■ **MATERIALS PROVIDED**
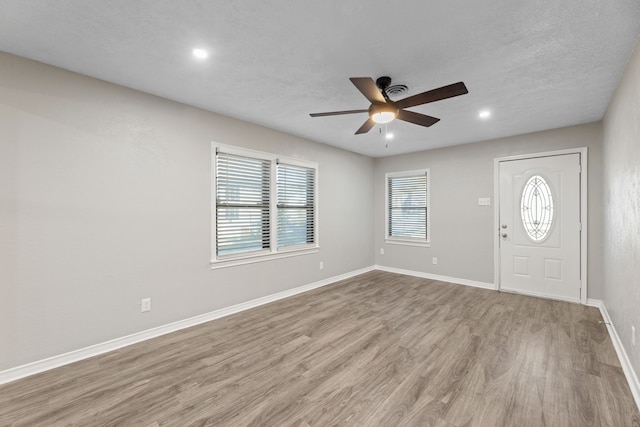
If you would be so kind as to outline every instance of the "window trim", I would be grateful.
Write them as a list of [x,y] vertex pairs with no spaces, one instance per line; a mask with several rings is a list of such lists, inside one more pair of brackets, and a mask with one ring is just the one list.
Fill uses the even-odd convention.
[[[426,238],[412,238],[412,237],[394,237],[389,236],[389,179],[390,178],[402,178],[402,177],[410,177],[410,176],[418,176],[418,175],[426,175],[427,177],[427,206],[426,206]],[[409,171],[400,171],[400,172],[387,172],[384,175],[384,241],[385,243],[395,244],[395,245],[405,245],[405,246],[420,246],[420,247],[430,247],[431,246],[431,172],[429,168],[425,169],[414,169]]]
[[[251,252],[241,252],[237,254],[227,254],[218,256],[216,254],[216,154],[222,151],[227,154],[244,156],[254,159],[268,160],[271,162],[271,171],[270,171],[270,203],[269,203],[269,219],[271,224],[271,229],[269,230],[269,248],[256,250]],[[281,162],[288,165],[293,166],[301,166],[305,168],[311,168],[315,171],[315,188],[314,188],[314,243],[297,245],[297,246],[286,246],[283,248],[278,248],[278,232],[277,232],[277,163]],[[279,258],[288,258],[299,255],[306,255],[310,253],[316,253],[320,250],[320,238],[319,238],[319,203],[318,203],[318,194],[319,194],[319,183],[318,183],[318,164],[315,162],[310,162],[301,159],[295,159],[285,156],[278,156],[273,153],[267,153],[264,151],[252,150],[248,148],[236,147],[233,145],[226,145],[217,142],[211,143],[211,188],[210,188],[210,197],[211,197],[211,260],[210,265],[211,269],[216,268],[224,268],[231,267],[236,265],[243,264],[251,264],[255,262],[263,262],[269,261],[273,259]]]

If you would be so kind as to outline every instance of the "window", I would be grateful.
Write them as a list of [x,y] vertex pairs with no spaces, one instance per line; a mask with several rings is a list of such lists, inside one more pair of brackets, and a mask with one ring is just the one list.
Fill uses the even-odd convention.
[[268,250],[271,163],[218,153],[216,172],[216,254]]
[[315,242],[315,170],[278,163],[278,248]]
[[317,248],[315,164],[220,145],[213,165],[213,263]]
[[542,242],[551,230],[553,197],[551,187],[543,177],[529,178],[520,198],[520,218],[527,235],[534,242]]
[[388,173],[387,235],[389,243],[429,243],[429,170]]

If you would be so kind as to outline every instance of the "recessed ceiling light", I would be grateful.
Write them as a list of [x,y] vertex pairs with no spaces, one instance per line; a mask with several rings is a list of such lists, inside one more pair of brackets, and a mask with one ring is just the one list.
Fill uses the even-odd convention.
[[209,57],[209,52],[204,49],[193,49],[191,53],[198,59],[207,59]]

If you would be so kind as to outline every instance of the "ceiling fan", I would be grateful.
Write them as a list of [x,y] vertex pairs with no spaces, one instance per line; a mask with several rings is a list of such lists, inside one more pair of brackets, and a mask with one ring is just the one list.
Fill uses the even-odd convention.
[[367,133],[376,123],[389,123],[393,119],[403,120],[420,126],[429,127],[440,119],[427,116],[426,114],[407,111],[405,108],[416,105],[428,104],[429,102],[440,101],[442,99],[453,98],[454,96],[469,93],[463,82],[453,83],[426,92],[412,95],[399,101],[392,101],[387,94],[387,88],[391,85],[391,77],[380,77],[375,82],[371,77],[350,77],[351,83],[371,102],[371,106],[366,110],[345,110],[331,111],[328,113],[311,113],[311,117],[338,116],[342,114],[369,113],[369,119],[356,135]]

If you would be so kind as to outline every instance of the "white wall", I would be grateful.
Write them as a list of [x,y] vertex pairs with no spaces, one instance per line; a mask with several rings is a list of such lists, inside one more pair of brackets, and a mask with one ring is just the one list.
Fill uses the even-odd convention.
[[[210,269],[211,141],[319,164],[319,253]],[[0,53],[0,371],[371,266],[372,180],[368,157]]]
[[[490,123],[488,123],[490,125]],[[589,298],[602,296],[602,127],[600,123],[376,159],[376,264],[476,282],[494,282],[494,159],[588,147]],[[399,143],[399,142],[396,142]],[[386,244],[385,173],[429,168],[431,247]],[[491,206],[478,206],[490,197]],[[379,249],[384,248],[381,255]],[[432,257],[438,264],[431,263]]]
[[[604,128],[602,299],[636,375],[640,373],[640,44],[609,104]],[[636,327],[636,346],[631,327]]]

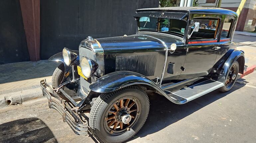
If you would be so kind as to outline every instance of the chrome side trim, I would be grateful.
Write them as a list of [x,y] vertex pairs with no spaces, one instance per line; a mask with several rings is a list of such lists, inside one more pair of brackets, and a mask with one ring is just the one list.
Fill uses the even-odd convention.
[[165,47],[165,61],[164,63],[164,67],[163,67],[163,71],[162,71],[162,75],[161,76],[161,79],[160,79],[160,85],[159,85],[159,87],[161,88],[161,86],[162,86],[161,85],[162,84],[162,82],[163,81],[163,79],[164,78],[164,75],[165,74],[165,66],[166,66],[166,62],[167,62],[167,56],[168,56],[168,52],[169,51],[168,49],[168,47],[165,44],[165,42],[164,42],[162,40],[158,39],[157,38],[156,38],[150,36],[149,36],[149,35],[146,35],[146,36],[147,36],[149,37],[151,37],[153,38],[154,38],[156,39],[157,39],[159,40],[159,41],[161,42],[161,43],[162,43],[162,44],[163,44],[163,45]]

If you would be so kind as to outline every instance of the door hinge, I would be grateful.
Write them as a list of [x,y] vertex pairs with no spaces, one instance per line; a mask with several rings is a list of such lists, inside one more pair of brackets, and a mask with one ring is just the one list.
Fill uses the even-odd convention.
[[181,70],[182,71],[183,71],[184,72],[185,72],[185,71],[186,70],[186,68],[185,68],[183,66],[182,66],[182,67],[181,67]]

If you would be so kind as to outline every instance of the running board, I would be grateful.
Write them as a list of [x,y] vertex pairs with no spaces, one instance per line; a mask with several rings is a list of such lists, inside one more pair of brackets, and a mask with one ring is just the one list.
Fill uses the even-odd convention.
[[180,102],[184,104],[224,86],[223,83],[209,79],[169,94],[168,96],[176,100],[179,99],[178,100],[181,100]]

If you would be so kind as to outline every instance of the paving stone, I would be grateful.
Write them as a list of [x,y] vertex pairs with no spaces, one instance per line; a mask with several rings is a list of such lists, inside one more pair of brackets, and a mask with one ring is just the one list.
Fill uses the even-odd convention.
[[53,73],[59,64],[60,63],[42,60],[0,65],[0,71],[3,73],[0,75],[0,93],[7,93],[10,91],[6,90],[9,90],[16,91],[40,87],[40,80],[46,79],[51,81]]

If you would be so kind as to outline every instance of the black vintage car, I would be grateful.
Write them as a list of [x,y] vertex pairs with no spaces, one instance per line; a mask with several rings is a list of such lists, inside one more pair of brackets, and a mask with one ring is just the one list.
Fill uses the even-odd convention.
[[63,63],[52,88],[41,81],[43,94],[77,134],[89,127],[100,142],[124,142],[146,121],[150,93],[185,104],[229,90],[244,72],[244,52],[232,41],[235,12],[175,7],[138,9],[134,17],[135,34],[88,36],[79,51],[64,48],[49,59]]

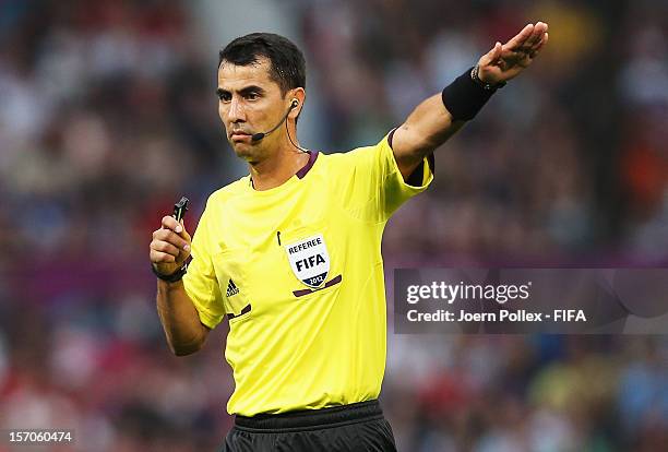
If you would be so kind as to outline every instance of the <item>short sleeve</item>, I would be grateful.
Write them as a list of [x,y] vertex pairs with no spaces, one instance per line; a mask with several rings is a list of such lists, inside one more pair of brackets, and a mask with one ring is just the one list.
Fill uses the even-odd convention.
[[215,245],[211,211],[211,203],[207,203],[192,237],[192,260],[183,276],[183,286],[198,310],[200,321],[213,330],[225,316],[225,299],[211,255]]
[[433,155],[410,176],[407,183],[398,169],[389,136],[374,146],[343,154],[336,169],[336,186],[344,207],[360,219],[383,222],[408,199],[425,191],[433,180]]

■ **STATED GOAL**
Omit the pictures, then extract verbatim only those lines that fall between the line containing "stone, I would be grateful." and the final line of the records above, both included.

■ **FULL ANSWER**
If you would be so kind as to outline every instance of the paving stone, I would be grateful.
Write them as a list of [x,y] vertex pairs with no spaces, one instance per line; a mask with several rings is a list of such lists, inside one more pair of brackets, and a mask with one ring is just the one list.
Fill uses the even-odd convention.
[[53,73],[59,64],[60,63],[42,60],[0,65],[0,71],[3,73],[0,75],[0,93],[7,93],[10,91],[6,90],[9,90],[16,91],[40,87],[40,80],[46,79],[51,81]]

If you would be so kind as to outline every instance of the black vintage car, I would be grateful.
Write them as a list of [x,y] vertex pairs with no spaces, one instance per line; a mask with several rings is a list of such lists, inside one more pair of brackets, and a mask with one ring is just the one list.
Fill uses the even-odd convention.
[[63,63],[52,88],[41,81],[43,94],[77,134],[89,127],[100,142],[124,142],[146,121],[150,93],[185,104],[229,90],[244,72],[244,52],[232,41],[235,12],[175,7],[138,9],[134,17],[135,34],[88,36],[79,51],[64,48],[49,59]]

If you would be so kind as to outline every instance of the <item>short sleeve</item>, I would be grateful.
Write them as a list of [x,y] vertex pairs with no spaces, one instance per line; a mask with several rings is a list of such lists, inside one more pair of brackets, and a mask with one ring is just the one list.
Fill uses the even-odd convention.
[[215,245],[211,211],[211,203],[207,203],[192,237],[192,260],[183,276],[183,286],[198,310],[200,321],[213,330],[225,316],[225,299],[211,255]]
[[433,155],[410,176],[407,183],[398,169],[389,136],[374,146],[343,154],[336,169],[336,186],[344,207],[360,219],[383,222],[408,199],[425,191],[433,180]]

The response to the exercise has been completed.